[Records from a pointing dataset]
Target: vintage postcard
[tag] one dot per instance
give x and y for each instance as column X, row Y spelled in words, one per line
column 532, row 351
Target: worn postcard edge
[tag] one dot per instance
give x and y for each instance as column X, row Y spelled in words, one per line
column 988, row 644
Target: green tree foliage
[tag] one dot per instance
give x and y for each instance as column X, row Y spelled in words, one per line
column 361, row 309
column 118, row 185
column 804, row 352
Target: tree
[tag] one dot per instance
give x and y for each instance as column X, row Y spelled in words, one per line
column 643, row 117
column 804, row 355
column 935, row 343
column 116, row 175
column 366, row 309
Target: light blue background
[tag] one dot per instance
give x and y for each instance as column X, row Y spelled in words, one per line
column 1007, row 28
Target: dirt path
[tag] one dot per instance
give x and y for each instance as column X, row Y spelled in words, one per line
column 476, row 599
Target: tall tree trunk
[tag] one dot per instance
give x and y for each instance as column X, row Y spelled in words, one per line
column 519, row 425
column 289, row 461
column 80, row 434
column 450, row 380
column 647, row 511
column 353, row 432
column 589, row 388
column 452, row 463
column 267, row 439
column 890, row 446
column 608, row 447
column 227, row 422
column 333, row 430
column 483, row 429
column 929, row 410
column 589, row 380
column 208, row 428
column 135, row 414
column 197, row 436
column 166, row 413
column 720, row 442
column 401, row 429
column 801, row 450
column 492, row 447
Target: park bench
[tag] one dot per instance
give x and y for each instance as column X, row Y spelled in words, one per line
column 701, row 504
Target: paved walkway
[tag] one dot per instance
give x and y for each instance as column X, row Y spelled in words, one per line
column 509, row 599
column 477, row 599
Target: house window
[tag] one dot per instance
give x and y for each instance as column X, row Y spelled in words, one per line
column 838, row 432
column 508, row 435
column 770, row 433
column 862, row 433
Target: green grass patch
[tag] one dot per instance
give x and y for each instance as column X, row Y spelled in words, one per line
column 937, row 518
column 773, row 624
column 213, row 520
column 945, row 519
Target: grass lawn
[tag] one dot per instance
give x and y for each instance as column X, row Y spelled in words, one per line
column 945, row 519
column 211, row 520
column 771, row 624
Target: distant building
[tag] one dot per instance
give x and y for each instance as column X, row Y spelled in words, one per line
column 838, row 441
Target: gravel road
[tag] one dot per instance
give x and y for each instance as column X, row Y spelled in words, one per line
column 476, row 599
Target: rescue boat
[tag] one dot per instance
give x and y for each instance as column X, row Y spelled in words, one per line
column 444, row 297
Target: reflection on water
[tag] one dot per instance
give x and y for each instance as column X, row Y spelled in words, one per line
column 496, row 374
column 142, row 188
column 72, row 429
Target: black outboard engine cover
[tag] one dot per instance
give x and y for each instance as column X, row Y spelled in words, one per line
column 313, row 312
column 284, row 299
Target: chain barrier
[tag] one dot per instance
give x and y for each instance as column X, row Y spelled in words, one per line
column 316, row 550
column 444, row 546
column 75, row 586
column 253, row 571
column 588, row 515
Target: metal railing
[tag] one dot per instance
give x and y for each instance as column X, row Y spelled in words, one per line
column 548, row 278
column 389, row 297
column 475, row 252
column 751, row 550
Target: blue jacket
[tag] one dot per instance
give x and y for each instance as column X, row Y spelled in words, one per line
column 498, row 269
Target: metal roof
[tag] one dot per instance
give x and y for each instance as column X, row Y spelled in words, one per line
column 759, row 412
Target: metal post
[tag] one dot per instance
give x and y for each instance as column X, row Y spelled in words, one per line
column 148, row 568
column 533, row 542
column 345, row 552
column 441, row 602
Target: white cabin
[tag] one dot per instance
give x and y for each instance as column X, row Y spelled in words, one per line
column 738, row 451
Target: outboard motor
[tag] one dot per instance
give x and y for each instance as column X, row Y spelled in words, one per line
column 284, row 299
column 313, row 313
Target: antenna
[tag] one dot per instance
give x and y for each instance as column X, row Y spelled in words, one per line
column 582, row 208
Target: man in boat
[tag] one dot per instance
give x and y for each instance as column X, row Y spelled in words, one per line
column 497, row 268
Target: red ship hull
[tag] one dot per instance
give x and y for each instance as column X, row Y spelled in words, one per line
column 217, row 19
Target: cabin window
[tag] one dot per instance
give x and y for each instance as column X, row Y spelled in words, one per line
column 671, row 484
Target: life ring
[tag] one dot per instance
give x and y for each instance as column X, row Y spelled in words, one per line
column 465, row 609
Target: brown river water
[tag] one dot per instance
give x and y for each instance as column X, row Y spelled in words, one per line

▶ _Request_
Output the records above as a JSON list of strings, with each line as its own string and blank lines omitted.

▶ _Finished exercise_
[
  "Target: vintage postcard",
  "[tag] one dot per instance",
  "give x and y for each instance as column X, row Y spelled in words, one per line",
  "column 532, row 351",
  "Target: worn postcard edge",
  "[tag] one dot per instance",
  "give x and y for each instance as column X, row Y spelled in words, one per line",
  "column 988, row 644",
  "Target: green tree foliage",
  "[tag] one dot per instance",
  "give x and y for each instance as column X, row Y spelled in words, one per line",
  "column 361, row 309",
  "column 118, row 185",
  "column 804, row 352",
  "Target: tree",
  "[tag] one dot per instance",
  "give x and y for each instance as column X, row Y spelled in words, one per line",
  "column 643, row 117",
  "column 804, row 355",
  "column 935, row 343",
  "column 116, row 175",
  "column 366, row 309",
  "Target: light blue background",
  "[tag] one dot per instance",
  "give x and y for each instance as column X, row Y spelled in words, one per line",
  "column 1007, row 28",
  "Target: dirt path",
  "[tag] one dot per instance",
  "give x and y for each instance as column X, row Y spelled in words, one per line",
  "column 476, row 599",
  "Target: tall tree trunk",
  "[tag] one dot per instance",
  "give x and y for each instance as column X, row Y spelled in words, one per line",
  "column 519, row 425",
  "column 289, row 461",
  "column 80, row 434",
  "column 450, row 380",
  "column 647, row 511",
  "column 353, row 432",
  "column 589, row 388",
  "column 452, row 463",
  "column 267, row 439",
  "column 890, row 446",
  "column 608, row 447",
  "column 227, row 422",
  "column 333, row 430",
  "column 483, row 429",
  "column 929, row 410",
  "column 589, row 380",
  "column 208, row 428",
  "column 135, row 414",
  "column 197, row 436",
  "column 166, row 413",
  "column 720, row 442",
  "column 401, row 429",
  "column 801, row 450",
  "column 492, row 447",
  "Target: park bench",
  "[tag] one dot per instance",
  "give x and y for each instance as column X, row Y spelled in words, one per line",
  "column 701, row 504",
  "Target: paved walkway",
  "[tag] one dot per instance",
  "give x and y for each instance as column X, row Y spelled in words, one per line",
  "column 509, row 599",
  "column 477, row 599",
  "Target: house window",
  "[tag] one dot per instance",
  "give x and y for each instance as column X, row Y spelled in words, one per line",
  "column 838, row 432",
  "column 508, row 435",
  "column 770, row 433",
  "column 862, row 433",
  "Target: green grass patch",
  "[tag] one dot per instance",
  "give x and y for each instance as column X, row Y spelled in words, one per line",
  "column 937, row 518",
  "column 773, row 624",
  "column 213, row 520",
  "column 945, row 519",
  "Target: grass lawn",
  "[tag] one dot per instance",
  "give x and y for each instance as column X, row Y spelled in words, one per line",
  "column 945, row 519",
  "column 211, row 520",
  "column 771, row 624",
  "Target: distant building",
  "[tag] one dot per instance",
  "give x and y for each instance as column X, row Y spelled in words, one per line",
  "column 838, row 441",
  "Target: gravel road",
  "[tag] one dot per instance",
  "give x and y for each instance as column X, row Y spelled in words, one per line",
  "column 476, row 599",
  "Target: rescue boat",
  "[tag] one dot per instance",
  "give x and y for each instance as column X, row Y spelled in words, one per line",
  "column 444, row 297",
  "Target: reflection on water",
  "[tag] one dot per instance",
  "give x and y for each instance as column X, row Y spelled in words, one per line",
  "column 496, row 374",
  "column 142, row 188",
  "column 72, row 429",
  "Target: black outboard engine cover",
  "[tag] one dot per instance",
  "give x and y for each instance as column X, row Y spelled in words, one per line",
  "column 313, row 312",
  "column 284, row 299",
  "Target: chain barrier",
  "[tag] one dot per instance",
  "give x and y for each instance as column X, row Y spelled in words, one per line",
  "column 316, row 550",
  "column 444, row 546",
  "column 75, row 586",
  "column 253, row 571",
  "column 588, row 515",
  "Target: metal railing",
  "[tag] one dot per instance",
  "give x and y for each instance as column X, row Y spelled in words, one per line",
  "column 548, row 278",
  "column 389, row 297",
  "column 475, row 252",
  "column 751, row 550",
  "Target: blue jacket",
  "[tag] one dot per instance",
  "give x and y for each instance as column X, row Y spelled in words, one per line",
  "column 498, row 269",
  "Target: metal roof",
  "[tag] one dot per instance",
  "give x and y for each instance as column X, row Y spelled in words, one per line",
  "column 759, row 412",
  "Target: metal post",
  "[tag] one dot per instance",
  "give x and y for each instance as column X, row Y spelled in words, one per line",
  "column 148, row 568",
  "column 533, row 542",
  "column 345, row 552",
  "column 441, row 602",
  "Target: white cabin",
  "[tag] one dot per instance",
  "give x and y for each instance as column X, row Y spelled in words, one per line",
  "column 738, row 451",
  "Target: outboard motor",
  "[tag] one dot per instance",
  "give x and y for each instance as column X, row Y spelled in words, one per line",
  "column 284, row 299",
  "column 313, row 313",
  "Target: antenna",
  "[tag] one dot per instance",
  "give x and y for each instance as column X, row Y spelled in words, one per line",
  "column 582, row 208",
  "Target: man in boat",
  "[tag] one dot per instance",
  "give x and y for each instance as column X, row Y spelled in words, one per line",
  "column 497, row 268",
  "Target: red ship hull",
  "[tag] one dot per instance",
  "give x and y for each instance as column X, row Y spelled in words, one per line",
  "column 217, row 19",
  "Target: cabin window",
  "[tag] one dot per instance",
  "give x and y for each instance as column X, row Y spelled in words, one per line",
  "column 671, row 484",
  "Target: life ring",
  "[tag] one dot per instance",
  "give x and y for each instance as column X, row Y spelled in words, one per line",
  "column 465, row 609",
  "Target: brown river water",
  "[tag] one dot per instance",
  "give x and y for each instance as column X, row Y spelled in words, one per line"
]